======== PROVIDED RECORDS

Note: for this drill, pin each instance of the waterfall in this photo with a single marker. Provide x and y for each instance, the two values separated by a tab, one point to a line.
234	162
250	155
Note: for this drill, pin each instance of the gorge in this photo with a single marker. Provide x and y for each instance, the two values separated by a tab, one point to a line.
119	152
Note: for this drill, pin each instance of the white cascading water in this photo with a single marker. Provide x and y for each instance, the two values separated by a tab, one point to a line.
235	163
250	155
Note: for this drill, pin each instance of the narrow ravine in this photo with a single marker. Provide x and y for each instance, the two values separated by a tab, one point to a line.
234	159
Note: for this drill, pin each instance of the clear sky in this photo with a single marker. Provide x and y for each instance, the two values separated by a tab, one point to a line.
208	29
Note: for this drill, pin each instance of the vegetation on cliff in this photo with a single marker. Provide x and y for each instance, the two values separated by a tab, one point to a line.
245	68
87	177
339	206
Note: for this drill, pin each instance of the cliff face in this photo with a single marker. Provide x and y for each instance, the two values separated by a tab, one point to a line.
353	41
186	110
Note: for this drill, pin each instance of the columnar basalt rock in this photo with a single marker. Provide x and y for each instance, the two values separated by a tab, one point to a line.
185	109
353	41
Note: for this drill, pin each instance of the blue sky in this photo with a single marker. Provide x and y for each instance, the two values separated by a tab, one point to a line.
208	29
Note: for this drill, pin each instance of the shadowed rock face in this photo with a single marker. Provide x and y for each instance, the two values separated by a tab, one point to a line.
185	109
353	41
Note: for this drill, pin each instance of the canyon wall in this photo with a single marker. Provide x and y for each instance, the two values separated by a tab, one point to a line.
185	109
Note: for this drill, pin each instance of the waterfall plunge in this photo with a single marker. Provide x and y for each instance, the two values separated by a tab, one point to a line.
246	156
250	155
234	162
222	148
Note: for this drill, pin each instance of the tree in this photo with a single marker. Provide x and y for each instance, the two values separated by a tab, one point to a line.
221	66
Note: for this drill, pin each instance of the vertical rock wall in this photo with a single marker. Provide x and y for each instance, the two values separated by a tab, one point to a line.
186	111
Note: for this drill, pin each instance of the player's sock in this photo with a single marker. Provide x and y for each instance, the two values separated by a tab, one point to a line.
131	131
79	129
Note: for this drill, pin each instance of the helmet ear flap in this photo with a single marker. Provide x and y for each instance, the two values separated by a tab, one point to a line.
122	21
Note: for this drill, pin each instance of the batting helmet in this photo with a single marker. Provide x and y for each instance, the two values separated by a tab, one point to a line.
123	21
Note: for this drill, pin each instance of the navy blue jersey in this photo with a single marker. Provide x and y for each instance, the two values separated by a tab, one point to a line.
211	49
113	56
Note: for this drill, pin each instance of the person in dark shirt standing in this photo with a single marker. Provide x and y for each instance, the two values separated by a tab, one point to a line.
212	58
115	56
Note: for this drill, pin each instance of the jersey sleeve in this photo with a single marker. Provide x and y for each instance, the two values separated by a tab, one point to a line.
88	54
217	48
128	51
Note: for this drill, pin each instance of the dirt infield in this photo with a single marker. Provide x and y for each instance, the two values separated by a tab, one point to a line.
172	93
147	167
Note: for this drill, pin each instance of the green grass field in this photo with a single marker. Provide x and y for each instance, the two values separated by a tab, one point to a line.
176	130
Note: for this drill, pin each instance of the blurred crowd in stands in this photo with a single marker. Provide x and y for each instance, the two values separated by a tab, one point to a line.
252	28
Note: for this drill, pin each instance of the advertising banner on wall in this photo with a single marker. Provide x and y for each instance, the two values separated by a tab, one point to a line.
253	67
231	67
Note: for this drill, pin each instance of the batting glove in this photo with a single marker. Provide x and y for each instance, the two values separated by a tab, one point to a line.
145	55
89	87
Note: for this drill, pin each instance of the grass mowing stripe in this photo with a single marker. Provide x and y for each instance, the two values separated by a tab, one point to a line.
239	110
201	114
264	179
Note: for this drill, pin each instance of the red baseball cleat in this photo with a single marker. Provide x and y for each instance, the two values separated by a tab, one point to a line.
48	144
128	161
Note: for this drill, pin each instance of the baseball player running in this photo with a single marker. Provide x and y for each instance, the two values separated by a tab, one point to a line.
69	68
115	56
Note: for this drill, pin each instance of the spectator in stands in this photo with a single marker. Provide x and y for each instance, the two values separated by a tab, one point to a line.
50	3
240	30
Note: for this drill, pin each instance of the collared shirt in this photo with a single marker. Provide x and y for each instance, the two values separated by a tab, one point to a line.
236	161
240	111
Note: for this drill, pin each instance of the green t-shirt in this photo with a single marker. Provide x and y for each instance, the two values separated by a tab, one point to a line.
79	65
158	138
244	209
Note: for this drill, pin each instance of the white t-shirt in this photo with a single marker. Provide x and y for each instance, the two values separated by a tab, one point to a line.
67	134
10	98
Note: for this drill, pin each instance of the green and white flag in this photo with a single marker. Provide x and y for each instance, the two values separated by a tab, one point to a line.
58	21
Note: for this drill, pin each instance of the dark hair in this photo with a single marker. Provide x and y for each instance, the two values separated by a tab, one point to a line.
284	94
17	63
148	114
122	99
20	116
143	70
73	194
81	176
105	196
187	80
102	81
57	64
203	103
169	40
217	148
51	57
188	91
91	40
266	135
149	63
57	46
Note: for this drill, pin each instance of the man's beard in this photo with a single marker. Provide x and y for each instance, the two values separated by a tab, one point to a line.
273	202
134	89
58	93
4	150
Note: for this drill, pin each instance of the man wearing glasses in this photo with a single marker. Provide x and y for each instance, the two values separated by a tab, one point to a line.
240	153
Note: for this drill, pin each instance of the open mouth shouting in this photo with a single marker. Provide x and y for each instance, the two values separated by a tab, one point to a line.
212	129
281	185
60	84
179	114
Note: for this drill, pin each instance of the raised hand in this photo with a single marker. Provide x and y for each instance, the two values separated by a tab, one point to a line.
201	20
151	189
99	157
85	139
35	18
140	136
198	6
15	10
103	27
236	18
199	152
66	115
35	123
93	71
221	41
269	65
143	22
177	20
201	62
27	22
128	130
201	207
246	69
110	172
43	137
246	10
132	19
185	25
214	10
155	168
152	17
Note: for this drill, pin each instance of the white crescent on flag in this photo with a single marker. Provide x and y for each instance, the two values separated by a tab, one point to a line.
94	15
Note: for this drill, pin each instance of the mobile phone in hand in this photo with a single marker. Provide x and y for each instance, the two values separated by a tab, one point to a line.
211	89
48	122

================

Transcribe the whole listing exactly.

SOLUTION TO THE EXERCISE:
Note: for this drill, pin each instance of the waterfall in this photo with a single marker. Provide x and y for each instance, the two values separated by a tab, one point to a line.
234	162
250	155
Note: for this drill, pin each instance of the gorge in this photo with a single marker. Provide x and y for each instance, the two values separated by a tab, one point to a line.
119	152
Note: for this drill, pin each instance of the white cascading water in this photo with a single marker. Provide x and y for each instance, the two values separated by a tab, one point to a line.
235	163
250	155
Note: for this drill, pin each instance of the narrow ravine in this photo with a single marker. Provide x and y for each instance, the two values separated by a tab, one point to a line.
234	159
Note: for this drill, pin each instance of the clear sky in this photo with a single marker. Provide x and y for each instance, the two values separated by a tab, one point to a line.
208	29
Note: for this drill, pin each instance of the vegetation on cliff in this photo with a single marker. Provide x and y for each instance, the two values separated by a tab, one point to a line.
245	68
87	177
339	206
Note: for this drill, pin each instance of the cliff face in this photo with a single marker. Provide x and y for each instance, the two values separated by a tab, one point to a line.
353	41
186	110
Note: for this drill, pin each instance of the columnar basalt rock in this photo with a single marker. Provide x and y for each instance, the two values separated by a tab, one point to a line.
185	109
353	41
Note: for this drill, pin each instance of the blue sky in this photo with a single marker. Provide x and y for each instance, the two values separated by a tab, one point to a line.
208	29
Note: for this drill, pin each instance of the shadowed rock face in this photo with a single marker. Provide x and y for each instance, the two values separated by a tab, one point to a line.
185	109
353	41
Note: for this drill, pin each instance of the canyon wall in this photo with a single marker. Provide x and y for each instance, the two values separated by a tab, one point to a line.
185	109
Note: for this drill, pin each instance of the waterfall plunge in this photo with a single marker. Provide x and y for each instance, the two values separated by a tab, one point to a line.
246	156
250	155
234	162
222	148
Note: for this drill, pin each instance of the tree in this photo with a single marker. Provide x and y for each instance, the two values separated by a tab, one point to a line.
221	66
Note: for this drill, pin each instance of the vertical rock wall in this photo with a single marker. Provide x and y for each instance, the two values separated by a tab, one point to a line.
186	111
Note: for this drill, pin each instance of the player's sock in this photo with a single marker. Provide x and y for each instance, the two values separated by a tab, one point to a line.
131	131
79	129
Note: for this drill, pin each instance of the helmet ear flap in this photo with a single marker. Provide x and y for each instance, the two values separated by a tab, one point to a line.
122	21
Note: for this drill, pin each instance of the batting helmet in this photo with a single marker. Provide x and y for each instance, the two values separated by a tab, one point to a line.
123	21
Note: for this drill, pin each instance of the navy blue jersey in this photo with a single marker. Provide x and y for each instance, the two values separated by a tab, one point to a line.
211	49
113	56
Note: for this drill, pin each instance of the person in dark shirt standing in this photo with a single marker. Provide x and y for each instance, the two values separated by a tab, one point to a line.
212	58
115	56
Note: for this drill, pin each instance of the jersey sleeve in this photo with a single marker. Provide x and y for each instance, the two values separated by a tab, one point to a line.
88	54
217	48
128	51
Note: for this drill, pin each instance of the dirt infield in this photo with a single marker. Provide x and y for each instance, the two values separated by a tab, one point to a line.
172	93
147	167
Note: for this drill, pin each instance of the green grass field in this photo with a single marker. Provide x and y for each instance, the two values separated by a tab, one point to a line.
176	130
Note: for this drill, pin each instance of the blurred crowd in stands in this photo with a single marker. Provide x and y for each instance, the two values separated by a tab, one point to a line.
252	28
Note: for this drill, pin each instance of the advertising banner on wall in this photo with a single marker. Provide x and y for each instance, the two values separated by a tab, one point to a line.
253	67
231	67
Note: for this drill, pin each instance of the batting glove in this photo with a single marker. Provide x and y for each instance, the two values separated by a tab, one point to a line.
145	55
89	87
Note: for this drill, pin each instance of the grass mowing stripe in this photo with a single marker. Provide x and y for each instance, the two values separated by a tab, one point to a line.
239	110
201	114
264	179
Note: for this drill, pin each instance of the red baseball cleat in this photo with a single marker. Provide x and y for each instance, the two values separated by a tab, one point to a line.
48	144
128	161
Note: for this drill, pin each instance of the baseball player running in this photo with a single marker. Provide x and y for each instance, the two values separated by a tab, one point to a line.
69	68
115	56
Note: for this drill, pin each instance of the spectator in stands in this photo with a single marker. Provide x and y for each instance, the two values separated by a tab, one point to a line.
50	3
240	30
Note: for this drill, pin each instance of the collared shirt in this photo with a single marker. Provide x and y for each instance, the two values separated by a tab, one point to a line.
236	161
240	111
Note: for this drill, pin each instance of the green t-shirt in this photo with a single marker. Provide x and y for each instance, the two values separated by a tab, one point to a line.
79	65
158	138
244	209
Note: for this drill, pin each instance of the white t-shirt in this photo with a single marker. Provide x and y for each instance, the two values separated by a tab, one point to a line.
67	134
10	98
Note: for this drill, pin each instance of the green and white flag in this photo with a single marker. Provide x and y for each instance, the two values separated by a tab, one point to a line.
58	21
Note: for this drill, pin each instance of the dark hair in this photo with a single marker. Provide x and y for each instance, the two values separated by a tab, one point to a line.
284	94
17	63
148	114
122	99
20	116
143	70
73	194
81	176
105	196
187	80
102	81
57	64
203	103
169	40
217	148
51	57
188	91
91	40
266	135
149	63
57	46
Note: for this drill, pin each instance of the man's beard in this photo with a single marker. Provide x and y for each instance, the two values separated by a tab, one point to a line.
273	202
134	89
58	93
4	150
Note: for this drill, pin each instance of the man wearing glasses in this photo with a single marker. Provide x and y for each instance, the two values separated by a tab, one point to a line.
240	153
Note: for this drill, pin each instance of the open mouth shouting in this photo with a single marker. Provide x and y for each instance, the two values separated by a tab, one point to a line.
212	129
281	185
60	84
179	114
Note: for this drill, pin each instance of the raised hand in this photo with a single marker. Provide x and y for each instance, the two values separated by a tab, one point to a line.
201	20
151	189
99	157
85	139
35	18
140	136
198	6
15	10
103	27
236	18
199	152
66	115
35	123
93	71
221	41
269	65
143	22
177	20
201	62
27	22
128	130
201	207
246	69
110	172
43	137
246	10
132	19
185	25
214	10
155	168
152	17
Note: for this drill, pin each instance of the white crescent on flag in this photo with a single marker. Provide x and y for each instance, the two values separated by a tab, one point to a line.
94	15
Note: for this drill, pin each instance of the mobile phone in hand in this photo with a single marker. Provide x and y for each instance, the two values separated by a tab, one point to a line.
211	89
48	122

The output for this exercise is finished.